## Written exercise 1
Restate word for word the part of the episode description starting at "It’s a vision" and ending at "profaned, disqualified, fallen.".
## Written exercise 2
Name every source that the episode description says the episode draws on.

## Passage given
In this episode of Madlik, we dive into one of the Torah’s most uncomfortable passages—Parshat Emor—where the priestly caste is commanded to live a life untouched by death, imperfect relationships, and even physical blemish.
No funerals. No complicated marriages. No broken bodies.
It’s a vision of holiness that feels… impossible.
But what if we’ve been reading it wrong?
Instead of seeing these laws as disconnected or discriminatory, we step back and read them as a single, unified system—a radical attempt to define holiness as perfection, separation, and control.
And then we flip it.
Because the Torah has a word for the priest who doesn’t fit this model: ḥalal—usually translated as profaned, disqualified, fallen.
But what if ḥalal doesn’t mean excluded… but permitted?
Drawing on Torah, Rashi, Talmud, and modern scholarship, we explore:
Why priests must distance themselves from death—even family
What “perfect” marriage really means in the priestly imagination
Why physical imperfection disqualifies temple service—but not spiritual worth
And how Judaism ultimately embraces a different model of holiness—one that lives not in perfection, but in the cracks
From ancient Temple rituals to modern ideas of inclusion, this episode asks:
Is holiness about being flawless…
or about making space for the real, messy, human experience?

## Dataset entries
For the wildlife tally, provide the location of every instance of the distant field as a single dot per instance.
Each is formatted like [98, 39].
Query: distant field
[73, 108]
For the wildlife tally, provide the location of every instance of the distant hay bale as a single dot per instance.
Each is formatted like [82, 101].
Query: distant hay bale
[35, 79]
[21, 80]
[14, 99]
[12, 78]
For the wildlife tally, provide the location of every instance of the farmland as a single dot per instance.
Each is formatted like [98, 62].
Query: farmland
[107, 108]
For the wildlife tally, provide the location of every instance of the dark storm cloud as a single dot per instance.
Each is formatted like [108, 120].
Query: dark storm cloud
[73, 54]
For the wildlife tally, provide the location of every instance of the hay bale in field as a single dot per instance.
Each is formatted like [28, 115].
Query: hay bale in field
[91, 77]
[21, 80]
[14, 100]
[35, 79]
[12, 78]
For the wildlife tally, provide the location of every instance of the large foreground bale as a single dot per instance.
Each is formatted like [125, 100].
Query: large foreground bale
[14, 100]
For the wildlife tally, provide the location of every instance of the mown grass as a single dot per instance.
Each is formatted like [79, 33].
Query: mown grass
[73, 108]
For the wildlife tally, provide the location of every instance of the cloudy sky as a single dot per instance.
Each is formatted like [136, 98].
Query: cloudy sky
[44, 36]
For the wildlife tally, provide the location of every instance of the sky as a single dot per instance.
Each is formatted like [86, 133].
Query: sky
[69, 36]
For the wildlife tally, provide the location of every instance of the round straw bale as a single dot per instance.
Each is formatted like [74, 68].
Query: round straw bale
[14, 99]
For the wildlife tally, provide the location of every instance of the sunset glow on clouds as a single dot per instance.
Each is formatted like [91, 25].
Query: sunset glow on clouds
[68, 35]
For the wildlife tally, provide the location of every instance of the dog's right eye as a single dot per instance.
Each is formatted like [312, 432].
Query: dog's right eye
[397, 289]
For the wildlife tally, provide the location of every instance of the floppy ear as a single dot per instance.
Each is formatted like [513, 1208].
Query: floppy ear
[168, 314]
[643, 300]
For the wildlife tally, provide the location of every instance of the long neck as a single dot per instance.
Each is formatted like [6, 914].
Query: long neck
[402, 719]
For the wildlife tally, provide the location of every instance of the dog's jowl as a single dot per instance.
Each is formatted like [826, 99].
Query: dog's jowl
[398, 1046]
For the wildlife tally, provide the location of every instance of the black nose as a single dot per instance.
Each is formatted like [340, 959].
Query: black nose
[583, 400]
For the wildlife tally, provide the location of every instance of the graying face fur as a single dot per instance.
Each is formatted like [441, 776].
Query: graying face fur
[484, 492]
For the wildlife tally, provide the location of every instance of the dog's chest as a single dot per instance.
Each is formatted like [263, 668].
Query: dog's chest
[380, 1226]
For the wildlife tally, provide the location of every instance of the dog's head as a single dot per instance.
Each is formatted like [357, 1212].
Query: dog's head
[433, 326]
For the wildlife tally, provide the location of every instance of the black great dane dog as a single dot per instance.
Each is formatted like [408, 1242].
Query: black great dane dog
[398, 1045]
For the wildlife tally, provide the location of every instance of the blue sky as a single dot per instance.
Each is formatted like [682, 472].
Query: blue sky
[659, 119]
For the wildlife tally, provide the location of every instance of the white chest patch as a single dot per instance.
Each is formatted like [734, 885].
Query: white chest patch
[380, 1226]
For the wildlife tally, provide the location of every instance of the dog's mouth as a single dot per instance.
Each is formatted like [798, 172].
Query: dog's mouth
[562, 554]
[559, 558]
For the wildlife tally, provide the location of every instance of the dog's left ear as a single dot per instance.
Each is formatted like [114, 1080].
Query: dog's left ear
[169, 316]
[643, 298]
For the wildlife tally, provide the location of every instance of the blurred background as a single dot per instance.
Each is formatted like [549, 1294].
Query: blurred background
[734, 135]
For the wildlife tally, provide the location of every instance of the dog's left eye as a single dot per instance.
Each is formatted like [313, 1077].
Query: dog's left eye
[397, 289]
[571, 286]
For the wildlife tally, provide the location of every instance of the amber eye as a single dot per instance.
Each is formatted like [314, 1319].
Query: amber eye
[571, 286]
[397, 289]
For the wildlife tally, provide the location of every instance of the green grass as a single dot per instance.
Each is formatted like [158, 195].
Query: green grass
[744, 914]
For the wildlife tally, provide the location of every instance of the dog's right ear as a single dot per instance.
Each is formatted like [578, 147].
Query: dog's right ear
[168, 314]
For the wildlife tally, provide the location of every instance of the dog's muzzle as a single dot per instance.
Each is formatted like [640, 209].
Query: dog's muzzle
* * *
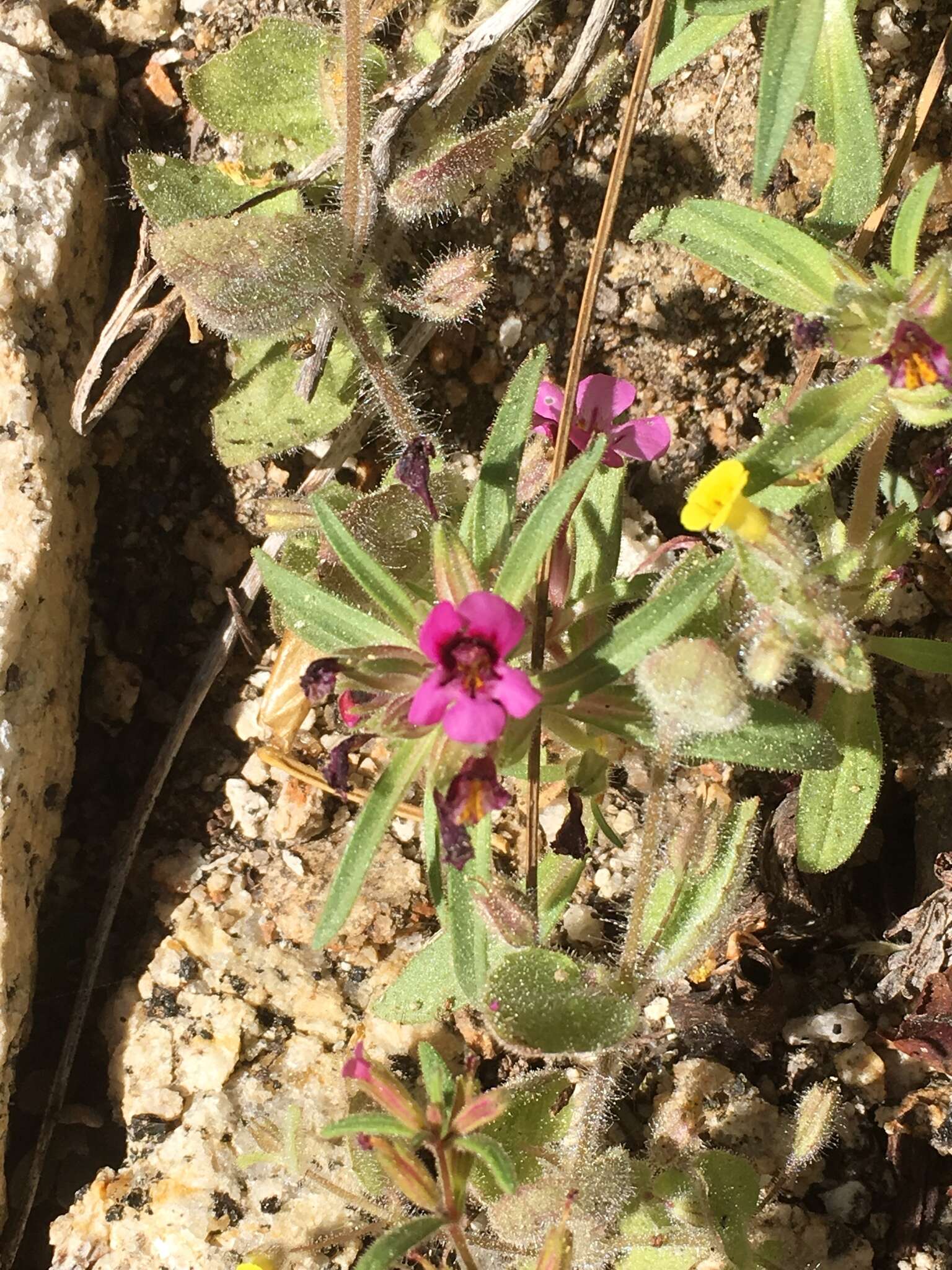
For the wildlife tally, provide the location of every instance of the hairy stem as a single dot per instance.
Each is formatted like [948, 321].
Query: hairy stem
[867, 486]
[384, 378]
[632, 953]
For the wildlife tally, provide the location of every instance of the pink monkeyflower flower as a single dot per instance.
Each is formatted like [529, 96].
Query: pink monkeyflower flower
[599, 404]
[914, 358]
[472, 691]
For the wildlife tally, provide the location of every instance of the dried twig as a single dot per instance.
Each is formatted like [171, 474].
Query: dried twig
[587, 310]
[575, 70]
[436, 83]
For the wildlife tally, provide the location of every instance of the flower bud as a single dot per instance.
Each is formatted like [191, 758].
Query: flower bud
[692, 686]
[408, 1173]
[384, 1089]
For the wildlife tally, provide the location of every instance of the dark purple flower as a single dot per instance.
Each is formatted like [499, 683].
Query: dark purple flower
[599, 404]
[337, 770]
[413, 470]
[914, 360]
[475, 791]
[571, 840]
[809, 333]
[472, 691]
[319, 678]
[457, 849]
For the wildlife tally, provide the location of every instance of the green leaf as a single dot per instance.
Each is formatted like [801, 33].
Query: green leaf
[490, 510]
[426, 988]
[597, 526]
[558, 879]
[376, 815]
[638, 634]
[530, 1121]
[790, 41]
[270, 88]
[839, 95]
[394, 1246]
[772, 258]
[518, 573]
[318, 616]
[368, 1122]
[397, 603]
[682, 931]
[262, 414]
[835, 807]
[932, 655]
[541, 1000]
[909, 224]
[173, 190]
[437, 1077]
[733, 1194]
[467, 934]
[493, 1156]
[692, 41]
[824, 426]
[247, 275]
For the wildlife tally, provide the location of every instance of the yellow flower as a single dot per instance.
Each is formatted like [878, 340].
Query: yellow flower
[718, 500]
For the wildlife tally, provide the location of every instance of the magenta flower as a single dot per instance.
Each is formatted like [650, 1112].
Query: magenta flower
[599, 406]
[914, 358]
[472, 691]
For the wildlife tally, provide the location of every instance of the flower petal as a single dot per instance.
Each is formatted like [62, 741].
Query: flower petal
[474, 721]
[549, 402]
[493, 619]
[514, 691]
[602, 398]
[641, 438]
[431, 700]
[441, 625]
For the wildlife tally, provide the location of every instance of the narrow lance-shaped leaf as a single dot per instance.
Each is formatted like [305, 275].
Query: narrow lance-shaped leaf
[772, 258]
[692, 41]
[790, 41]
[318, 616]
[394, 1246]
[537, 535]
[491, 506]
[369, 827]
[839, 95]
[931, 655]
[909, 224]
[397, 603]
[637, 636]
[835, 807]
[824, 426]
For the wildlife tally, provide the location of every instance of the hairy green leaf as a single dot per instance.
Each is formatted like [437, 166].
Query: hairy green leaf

## Worked solution 1
It’s a vision of holiness that feels… impossible.
But what if we’ve been reading it wrong?
Instead of seeing these laws as disconnected or discriminatory, we step back and read them as a single, unified system—a radical attempt to define holiness as perfection, separation, and control.
And then we flip it.
Because the Torah has a word for the priest who doesn’t fit this model: ḥalal—usually translated as profaned, disqualified, fallen.

## Worked solution 2
Torah
Rashi
Talmud
modern scholarship